## INSTRUCTIONS FOR THE TASK
Pick out each line in the listing below that contains the word "flower", and copy those lines in full.

## EXERCISE MATERIAL
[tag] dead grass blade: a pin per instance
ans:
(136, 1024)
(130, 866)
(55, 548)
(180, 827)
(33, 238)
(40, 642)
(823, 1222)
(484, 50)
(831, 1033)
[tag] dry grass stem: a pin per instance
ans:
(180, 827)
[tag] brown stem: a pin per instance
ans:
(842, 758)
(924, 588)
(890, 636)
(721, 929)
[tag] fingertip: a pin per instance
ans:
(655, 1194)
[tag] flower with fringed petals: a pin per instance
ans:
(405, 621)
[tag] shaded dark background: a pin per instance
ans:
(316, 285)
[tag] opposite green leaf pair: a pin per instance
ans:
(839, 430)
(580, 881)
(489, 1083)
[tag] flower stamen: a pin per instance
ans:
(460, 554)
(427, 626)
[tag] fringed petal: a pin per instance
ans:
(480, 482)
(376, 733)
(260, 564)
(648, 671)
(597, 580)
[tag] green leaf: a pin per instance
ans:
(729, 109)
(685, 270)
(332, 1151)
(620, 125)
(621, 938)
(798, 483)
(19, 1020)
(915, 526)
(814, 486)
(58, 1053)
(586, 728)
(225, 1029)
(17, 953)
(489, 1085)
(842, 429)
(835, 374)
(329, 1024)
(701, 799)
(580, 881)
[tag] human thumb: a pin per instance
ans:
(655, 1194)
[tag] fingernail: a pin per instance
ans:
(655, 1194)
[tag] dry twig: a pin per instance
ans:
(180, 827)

* * *

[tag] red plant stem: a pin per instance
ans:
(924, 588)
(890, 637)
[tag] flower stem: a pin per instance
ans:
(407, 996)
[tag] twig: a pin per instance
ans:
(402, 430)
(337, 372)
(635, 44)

==

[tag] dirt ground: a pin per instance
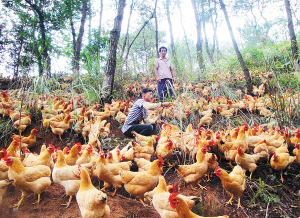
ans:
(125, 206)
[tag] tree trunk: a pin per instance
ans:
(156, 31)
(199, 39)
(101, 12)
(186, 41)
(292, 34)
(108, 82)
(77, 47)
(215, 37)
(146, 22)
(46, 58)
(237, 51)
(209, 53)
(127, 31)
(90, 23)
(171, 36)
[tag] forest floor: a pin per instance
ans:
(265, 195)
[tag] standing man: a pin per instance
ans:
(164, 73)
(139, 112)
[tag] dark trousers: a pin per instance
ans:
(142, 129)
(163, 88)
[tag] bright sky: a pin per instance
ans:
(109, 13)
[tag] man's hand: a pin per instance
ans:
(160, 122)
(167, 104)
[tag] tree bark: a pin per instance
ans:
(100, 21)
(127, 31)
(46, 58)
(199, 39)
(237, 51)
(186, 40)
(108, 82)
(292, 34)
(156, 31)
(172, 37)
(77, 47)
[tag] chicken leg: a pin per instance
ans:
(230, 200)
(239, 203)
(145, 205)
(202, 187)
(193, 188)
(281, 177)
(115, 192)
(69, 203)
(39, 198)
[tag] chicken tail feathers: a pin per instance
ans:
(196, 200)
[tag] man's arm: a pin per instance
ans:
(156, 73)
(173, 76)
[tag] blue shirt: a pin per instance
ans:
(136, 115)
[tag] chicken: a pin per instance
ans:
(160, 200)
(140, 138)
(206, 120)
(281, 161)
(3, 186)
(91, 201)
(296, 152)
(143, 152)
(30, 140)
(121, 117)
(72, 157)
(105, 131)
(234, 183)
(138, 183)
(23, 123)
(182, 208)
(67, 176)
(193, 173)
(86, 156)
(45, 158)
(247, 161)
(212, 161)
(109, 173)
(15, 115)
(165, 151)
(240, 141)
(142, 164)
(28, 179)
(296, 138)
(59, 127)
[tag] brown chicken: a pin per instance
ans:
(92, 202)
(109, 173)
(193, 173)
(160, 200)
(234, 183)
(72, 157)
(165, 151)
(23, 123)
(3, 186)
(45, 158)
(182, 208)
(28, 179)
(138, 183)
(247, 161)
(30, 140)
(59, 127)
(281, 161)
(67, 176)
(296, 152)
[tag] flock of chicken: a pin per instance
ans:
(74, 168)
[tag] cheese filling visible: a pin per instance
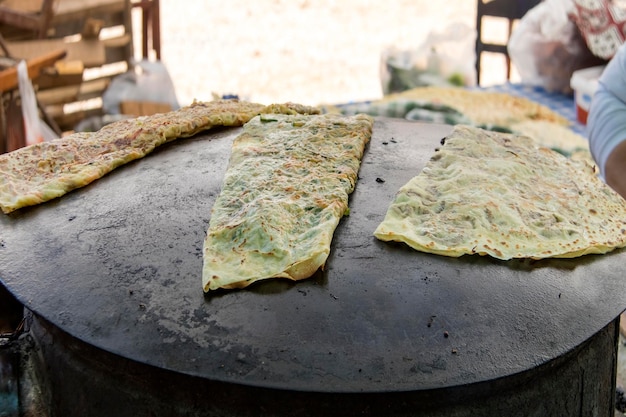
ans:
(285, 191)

## FULL RESPONSE
[tag] flower with fringed petals: a pin per instance
[tag] flower stamen: a pin per instance
[tag] flower stem: a pin per instance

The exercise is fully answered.